◆ WHAT YOU WILL DO
Please repeat the whole listing exactly, but leave out any picture it holds.

◆ RECORDS SHOWN
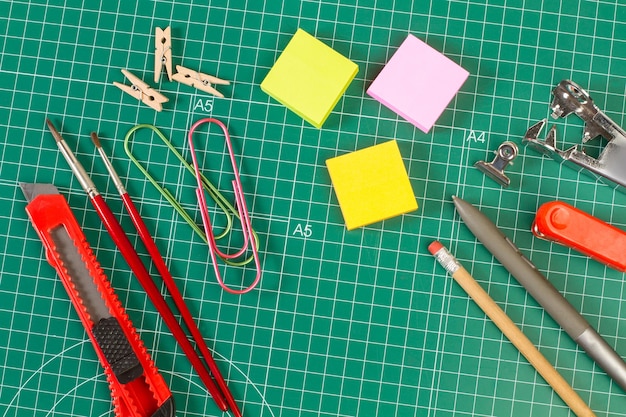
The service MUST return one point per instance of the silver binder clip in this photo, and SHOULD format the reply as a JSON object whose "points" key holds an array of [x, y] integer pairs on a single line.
{"points": [[506, 153], [142, 91], [610, 166], [198, 80]]}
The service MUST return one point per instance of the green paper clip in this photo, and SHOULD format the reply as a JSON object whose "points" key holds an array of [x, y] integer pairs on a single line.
{"points": [[228, 209]]}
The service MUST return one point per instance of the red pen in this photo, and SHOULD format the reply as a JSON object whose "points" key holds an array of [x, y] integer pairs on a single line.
{"points": [[159, 262], [132, 258]]}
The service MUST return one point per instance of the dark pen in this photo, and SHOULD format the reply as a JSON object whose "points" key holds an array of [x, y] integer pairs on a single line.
{"points": [[542, 291]]}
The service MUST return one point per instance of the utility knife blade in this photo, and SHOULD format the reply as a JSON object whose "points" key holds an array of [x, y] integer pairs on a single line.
{"points": [[137, 388]]}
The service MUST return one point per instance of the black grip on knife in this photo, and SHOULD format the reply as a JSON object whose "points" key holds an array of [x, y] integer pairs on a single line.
{"points": [[117, 350]]}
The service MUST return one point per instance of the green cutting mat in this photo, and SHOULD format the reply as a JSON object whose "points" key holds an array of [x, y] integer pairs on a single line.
{"points": [[360, 323]]}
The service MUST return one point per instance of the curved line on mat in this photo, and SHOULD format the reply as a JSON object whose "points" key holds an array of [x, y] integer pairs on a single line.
{"points": [[93, 378], [38, 371], [263, 400]]}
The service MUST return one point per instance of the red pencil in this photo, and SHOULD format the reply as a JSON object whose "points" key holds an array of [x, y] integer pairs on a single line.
{"points": [[132, 258], [159, 262]]}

◆ RESULT OF THE EXERCISE
The service MUST return one point per instance of the silver binder clip in this photo, and SHOULD format the reply as a JSON object whose "points" key holds an array of [x, y] integer pairs on a single line.
{"points": [[506, 153], [142, 91], [610, 166], [198, 80]]}
The service MUST return one point per instance of the green paper clip in this photo, and SHOULD format the reply as a JSON object whose "points" key holds an array of [x, y] integer pairs on a single line.
{"points": [[228, 209]]}
The service MUST return one point per instance of the red pen in this photo, and SHOULD format the reply as a JSON object whose "points" key holds an array of [x, y] integer pairs on a single line.
{"points": [[159, 262], [132, 258]]}
The service MUST return one point per instance of the dark pen in this photo, and SHOULD format the reply as a JSON object whose "points" key holds an array of [x, y] integer pairs on a single line.
{"points": [[542, 291]]}
The service MUST return one point per instance of the utility knife blade in this photo, and SHOULD format the reply as a JSON object whose "points" key holds an array of [x, y] integer pairs on a single line.
{"points": [[137, 388]]}
The service MUST return one point per instance of the black grip on knife in this photo, and SHOULD format the reply as a JSON object whose "points" key holds an array of [x, y] integer pairs on a single line.
{"points": [[117, 350]]}
The service MUST return one point per instance of the green cutting mat in this photo, and SHOULD format the reply as a JSON object whose "points" key holds an array of [x, y] integer pairs on a single line.
{"points": [[360, 323]]}
The service MUST return one point per instance of the curved line on mat in this photo, and SHOULD format the reply as a JSON object whose "points" key holds an array of [x, y] integer pairs on a single line.
{"points": [[93, 378], [38, 371], [263, 400]]}
The service MUST return one point per instance of the red pencil in this photo, and SHOULD format the reply as a JSON object whose "points" key holds an array of [x, y] integer pairs on a single line.
{"points": [[132, 258], [159, 262]]}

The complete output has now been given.